= Problem to solve =
Without skipping anything, write out each record below exactly.

= Data for the task =

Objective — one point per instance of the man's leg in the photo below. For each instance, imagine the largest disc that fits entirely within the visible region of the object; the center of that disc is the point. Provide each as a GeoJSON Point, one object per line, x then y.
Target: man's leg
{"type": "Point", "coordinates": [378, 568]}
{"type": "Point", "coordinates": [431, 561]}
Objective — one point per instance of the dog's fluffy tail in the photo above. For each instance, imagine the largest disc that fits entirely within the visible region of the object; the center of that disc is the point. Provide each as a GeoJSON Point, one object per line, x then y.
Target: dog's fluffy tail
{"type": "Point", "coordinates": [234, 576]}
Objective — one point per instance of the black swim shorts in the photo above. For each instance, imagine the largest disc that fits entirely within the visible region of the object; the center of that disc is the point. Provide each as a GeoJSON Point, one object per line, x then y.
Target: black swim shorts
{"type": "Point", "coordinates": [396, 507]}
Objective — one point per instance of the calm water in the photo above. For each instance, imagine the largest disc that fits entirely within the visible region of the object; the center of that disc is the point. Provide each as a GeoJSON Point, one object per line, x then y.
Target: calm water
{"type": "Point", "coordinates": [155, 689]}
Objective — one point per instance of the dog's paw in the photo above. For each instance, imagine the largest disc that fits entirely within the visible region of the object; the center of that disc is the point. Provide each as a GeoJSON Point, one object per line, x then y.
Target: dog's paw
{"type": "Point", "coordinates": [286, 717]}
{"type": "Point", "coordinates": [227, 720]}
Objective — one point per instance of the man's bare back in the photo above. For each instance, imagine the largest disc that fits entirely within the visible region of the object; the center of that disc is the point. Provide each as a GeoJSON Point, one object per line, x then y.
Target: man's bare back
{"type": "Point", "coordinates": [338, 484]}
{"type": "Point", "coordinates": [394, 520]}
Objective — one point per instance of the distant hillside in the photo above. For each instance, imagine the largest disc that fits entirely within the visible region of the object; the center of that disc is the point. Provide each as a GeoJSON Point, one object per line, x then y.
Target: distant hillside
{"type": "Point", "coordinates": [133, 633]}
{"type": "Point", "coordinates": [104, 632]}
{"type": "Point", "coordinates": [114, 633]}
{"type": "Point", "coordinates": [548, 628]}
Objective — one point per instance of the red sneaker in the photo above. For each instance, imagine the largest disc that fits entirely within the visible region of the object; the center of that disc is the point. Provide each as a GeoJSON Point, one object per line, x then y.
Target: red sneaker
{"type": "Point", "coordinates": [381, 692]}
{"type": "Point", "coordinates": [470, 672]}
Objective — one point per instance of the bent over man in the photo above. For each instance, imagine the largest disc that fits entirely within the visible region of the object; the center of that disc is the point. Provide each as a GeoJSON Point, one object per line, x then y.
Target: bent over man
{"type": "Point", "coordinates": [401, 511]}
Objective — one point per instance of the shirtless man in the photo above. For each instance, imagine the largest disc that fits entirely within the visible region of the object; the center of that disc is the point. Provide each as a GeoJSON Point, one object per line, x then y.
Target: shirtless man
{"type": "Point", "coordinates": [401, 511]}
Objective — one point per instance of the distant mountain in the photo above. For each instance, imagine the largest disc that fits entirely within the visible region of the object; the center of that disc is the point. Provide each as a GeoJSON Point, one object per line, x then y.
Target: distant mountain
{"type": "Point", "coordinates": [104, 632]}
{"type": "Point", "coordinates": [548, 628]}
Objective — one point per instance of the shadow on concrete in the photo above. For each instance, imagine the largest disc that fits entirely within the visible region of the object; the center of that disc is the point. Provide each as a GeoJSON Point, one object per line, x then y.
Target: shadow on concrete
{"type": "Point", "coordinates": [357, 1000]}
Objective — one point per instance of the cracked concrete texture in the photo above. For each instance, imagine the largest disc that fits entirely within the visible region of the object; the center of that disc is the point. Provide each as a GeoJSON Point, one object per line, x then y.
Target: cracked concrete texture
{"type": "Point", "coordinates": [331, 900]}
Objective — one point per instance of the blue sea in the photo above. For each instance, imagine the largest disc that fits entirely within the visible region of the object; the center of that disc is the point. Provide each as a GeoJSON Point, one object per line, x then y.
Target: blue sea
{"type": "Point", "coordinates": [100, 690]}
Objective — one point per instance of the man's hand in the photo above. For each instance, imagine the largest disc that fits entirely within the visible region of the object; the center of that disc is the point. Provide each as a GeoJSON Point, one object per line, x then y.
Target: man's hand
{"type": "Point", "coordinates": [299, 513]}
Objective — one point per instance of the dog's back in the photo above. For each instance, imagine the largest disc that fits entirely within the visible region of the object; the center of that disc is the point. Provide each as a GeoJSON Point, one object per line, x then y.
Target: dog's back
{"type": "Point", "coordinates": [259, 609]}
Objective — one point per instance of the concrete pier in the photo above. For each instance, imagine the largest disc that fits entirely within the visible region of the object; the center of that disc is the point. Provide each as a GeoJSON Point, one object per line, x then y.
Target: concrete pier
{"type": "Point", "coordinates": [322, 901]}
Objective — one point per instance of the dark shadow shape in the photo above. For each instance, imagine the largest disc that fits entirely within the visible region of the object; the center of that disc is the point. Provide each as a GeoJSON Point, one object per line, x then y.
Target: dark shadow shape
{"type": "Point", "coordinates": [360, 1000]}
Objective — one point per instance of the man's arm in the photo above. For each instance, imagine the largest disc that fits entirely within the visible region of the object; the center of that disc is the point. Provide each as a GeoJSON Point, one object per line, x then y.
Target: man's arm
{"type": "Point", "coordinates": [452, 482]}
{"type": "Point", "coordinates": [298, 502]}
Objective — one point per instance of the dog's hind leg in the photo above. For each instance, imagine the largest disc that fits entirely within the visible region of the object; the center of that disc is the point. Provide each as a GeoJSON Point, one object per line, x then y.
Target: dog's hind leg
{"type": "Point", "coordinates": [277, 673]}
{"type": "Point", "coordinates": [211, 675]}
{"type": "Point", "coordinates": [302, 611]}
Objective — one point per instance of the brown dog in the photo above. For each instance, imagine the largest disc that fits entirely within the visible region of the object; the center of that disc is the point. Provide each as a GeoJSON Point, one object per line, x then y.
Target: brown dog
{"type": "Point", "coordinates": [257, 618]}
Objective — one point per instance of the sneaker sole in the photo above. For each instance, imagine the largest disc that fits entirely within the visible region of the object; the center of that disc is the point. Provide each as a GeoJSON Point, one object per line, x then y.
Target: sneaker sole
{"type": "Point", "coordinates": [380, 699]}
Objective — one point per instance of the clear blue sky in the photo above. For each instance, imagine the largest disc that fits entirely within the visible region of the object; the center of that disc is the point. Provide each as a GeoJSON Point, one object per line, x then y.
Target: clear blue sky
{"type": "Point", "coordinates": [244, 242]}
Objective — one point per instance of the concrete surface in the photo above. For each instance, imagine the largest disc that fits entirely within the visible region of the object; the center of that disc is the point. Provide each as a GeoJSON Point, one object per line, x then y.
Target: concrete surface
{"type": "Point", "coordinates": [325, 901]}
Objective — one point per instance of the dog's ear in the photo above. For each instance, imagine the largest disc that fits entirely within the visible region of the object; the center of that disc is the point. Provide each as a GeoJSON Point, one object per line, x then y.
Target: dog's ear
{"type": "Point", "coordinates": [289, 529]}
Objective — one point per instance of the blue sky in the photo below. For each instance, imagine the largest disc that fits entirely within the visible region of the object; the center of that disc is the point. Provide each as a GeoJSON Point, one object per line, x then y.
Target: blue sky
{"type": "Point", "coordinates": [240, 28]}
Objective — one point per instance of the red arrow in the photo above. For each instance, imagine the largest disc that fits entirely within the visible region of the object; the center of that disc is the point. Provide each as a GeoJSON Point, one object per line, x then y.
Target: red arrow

= Task solution =
Objective — one point per instance of the man's leg in the photo below. For each instance, imagine the largest disc that fits entirely within the visible region of the object; the center of that disc is the point. Provide each as a GeoJSON Point, one object per line, x then y.
Target: man's leg
{"type": "Point", "coordinates": [378, 568]}
{"type": "Point", "coordinates": [431, 561]}
Objective — one point per instance of the dog's fluffy tail in the photo above. For each instance, imagine the largest disc that fits entirely within the visible region of the object; the center of that disc is the point. Provide each as a GeoJSON Point, one object per line, x then y.
Target: dog's fluffy tail
{"type": "Point", "coordinates": [234, 576]}
Objective — one point per instance of the black swim shorts in the photo above. For each instance, imagine the largest disc that fits entirely within the visible region of the object; the center of that disc is the point. Provide each as a GeoJSON Point, one object per line, x then y.
Target: black swim shorts
{"type": "Point", "coordinates": [396, 507]}
Objective — one point per instance of the calm water in the photo above. For each instance, imagine the largest disc that fits entirely within the visible region of the object; the center of that disc is the point. Provide each as a GeoJSON Point, one object per line, x then y.
Target: calm water
{"type": "Point", "coordinates": [155, 689]}
Objective — one point per instance of the dog's paw in the photo above. For each instance, imagine the largest disc that fits entirely within the visible region of the object; the center of that disc is the point. Provide each as a GeoJSON Point, one object per line, x then y.
Target: dog's paw
{"type": "Point", "coordinates": [286, 717]}
{"type": "Point", "coordinates": [227, 720]}
Objective — one point per instance of the man's bare back in the photo above. For each instance, imagine the largest disc that fits entirely within the visible region of the object; the center of that disc is the point. Provide each as a GeoJSON Point, one object per line, x then y.
Target: man's bare back
{"type": "Point", "coordinates": [338, 484]}
{"type": "Point", "coordinates": [394, 520]}
Objective — one point per instance of the distant hillside in the photo above. For each instance, imagine the largest disc that fits entirely within the visible region of the object; the center of that disc is the point. Provide each as a GeoJSON Point, one object per line, x then y.
Target: distant hillside
{"type": "Point", "coordinates": [133, 633]}
{"type": "Point", "coordinates": [104, 632]}
{"type": "Point", "coordinates": [114, 633]}
{"type": "Point", "coordinates": [548, 628]}
Objective — one point per instance of the red sneaker in the photo above. For each instance, imagine the largest disc that fits entirely within the visible region of the object; the center of that disc is the point. Provide each as a GeoJSON Point, one object per line, x then y.
Target: red sneaker
{"type": "Point", "coordinates": [381, 692]}
{"type": "Point", "coordinates": [470, 672]}
Objective — one point per instance of the bent over man in the photo above. For each instance, imagine the largest disc that fits entirely within the visible region of the object; the center of that disc is the point. Provide each as a GeoJSON Point, one object per line, x then y.
Target: bent over man
{"type": "Point", "coordinates": [401, 511]}
Objective — one point per instance of the shirtless man in the photo above. For each instance, imagine the largest disc that fits entirely within the visible region of the object; the center of that disc is the point. Provide each as a GeoJSON Point, one object per line, x then y.
Target: shirtless man
{"type": "Point", "coordinates": [401, 511]}
Objective — one point per instance of the distant mountain in the photo above. For each instance, imagine the largest disc that fits entirely within the visible region of the object; the center of that disc is the point. Provide each as a GeoJSON Point, one object per line, x then y.
Target: distant mountain
{"type": "Point", "coordinates": [104, 632]}
{"type": "Point", "coordinates": [548, 628]}
Objective — one point per instance of the shadow on concrete in the photo above. For each instance, imagine the largest disc that fits entirely within the visible region of the object; the center of that disc is the point. Provide each as a GeoJSON Point, one object per line, x then y.
Target: shadow on concrete
{"type": "Point", "coordinates": [357, 1000]}
Objective — one point per instance of the cracked concrete texture in the photo above. For each instance, imagine the largest disc that fits entirely within the visible region of the object; the center of that disc is the point. Provide each as a GeoJSON Point, one object per line, x then y.
Target: cracked concrete texture
{"type": "Point", "coordinates": [331, 900]}
Objective — one point per instance of the blue sea in the photo above. For each instance, imagine the largest disc that fits entirely within the visible region of the object; the center of that disc is the point. Provide each as a GeoJSON Point, one object per line, x then y.
Target: blue sea
{"type": "Point", "coordinates": [100, 690]}
Objective — one point per instance of the man's hand in the photo above. For each instance, imagine the largest disc that fits entirely within the visible region of the object; the center of that disc is the point. Provide each as a GeoJSON Point, one object per line, x then y.
Target: man's hand
{"type": "Point", "coordinates": [299, 513]}
Objective — one point per instance of the dog's back in the photo above. For each instance, imagine the largest disc that fits entirely within the visible region of the object; the center of that disc is the point. Provide each as a GeoJSON Point, one object per line, x then y.
Target: dog's back
{"type": "Point", "coordinates": [259, 609]}
Objective — one point per instance of the concrete pier in the photo above. For each instance, imagine the largest disc that fits entirely within the visible region of the object; the center of that disc is the point. Provide each as a GeoJSON Point, one object per line, x then y.
Target: concrete pier
{"type": "Point", "coordinates": [322, 901]}
Objective — one point per instance of the dark shadow shape in the photo above. For each instance, imagine the largest disc that fits entirely within the visible region of the object; the center of that disc is the point. Provide each as a GeoJSON Point, one object per line, x then y.
Target: dark shadow shape
{"type": "Point", "coordinates": [360, 1000]}
Objective — one point per instance of the man's arm in the photo above. For each instance, imagine the largest disc that fits entirely within the visible region of the object; the center of that disc is the point. Provide each as a GeoJSON Point, one object per line, x then y.
Target: man's arm
{"type": "Point", "coordinates": [452, 482]}
{"type": "Point", "coordinates": [298, 502]}
Objective — one point per instance of the dog's hind leg in the photo above. For each instance, imagine the largest disc that fits entirely within the visible region of the object; the center of that disc is the point. Provide each as a GeoJSON Point, one object per line, x then y.
Target: dog's hind leg
{"type": "Point", "coordinates": [277, 673]}
{"type": "Point", "coordinates": [211, 675]}
{"type": "Point", "coordinates": [302, 611]}
Objective — one point per instance of the brown dog in the photo above. For each instance, imagine the largest disc that fits entirely within the visible region of the object; the center of that disc is the point. Provide each as a GeoJSON Point, one object per line, x then y.
Target: brown dog
{"type": "Point", "coordinates": [257, 618]}
Objective — one point per instance of the sneaker sole in the photo above. For each instance, imagine the largest disc that fits entirely within the visible region of the object; the center of that disc is the point. Provide each as a GeoJSON Point, one object per line, x then y.
Target: sneaker sole
{"type": "Point", "coordinates": [380, 699]}
Objective — one point per instance of the clear blue sky in the photo above. For each instance, imagine the largest disc that fits entirely within the visible region of the object; the center of that disc is the point. Provide each as a GeoJSON Point, one object per line, x then y.
Target: clear blue sky
{"type": "Point", "coordinates": [244, 242]}
Objective — one point per instance of the concrete surface in the photo above. For each instance, imagine the largest disc that fits entirely within the visible region of the object; the center of that disc is the point. Provide each as a GeoJSON Point, one object per line, x then y.
Target: concrete surface
{"type": "Point", "coordinates": [325, 901]}
Objective — one point per instance of the dog's ear in the photo above. For each instance, imagine the largest disc that fits entirely within the visible region of the object; the center of that disc is the point. Provide each as a GeoJSON Point, one object per line, x then y.
Target: dog's ear
{"type": "Point", "coordinates": [289, 529]}
Objective — one point per instance of the blue sky in the photo below. For each instance, imagine the largest disc that fits entirely within the visible region of the object; the center of that disc is the point. Provide each as a GeoJSON Point, one object per line, x then y.
Target: blue sky
{"type": "Point", "coordinates": [240, 28]}
Objective — one point per instance of the red arrow in the photo above. For each instance, imagine the largest disc that fits entirely within the visible region of the object; the center of that disc is the point. Provide each as a GeoJSON Point, one object per line, x then y.
Target: red arrow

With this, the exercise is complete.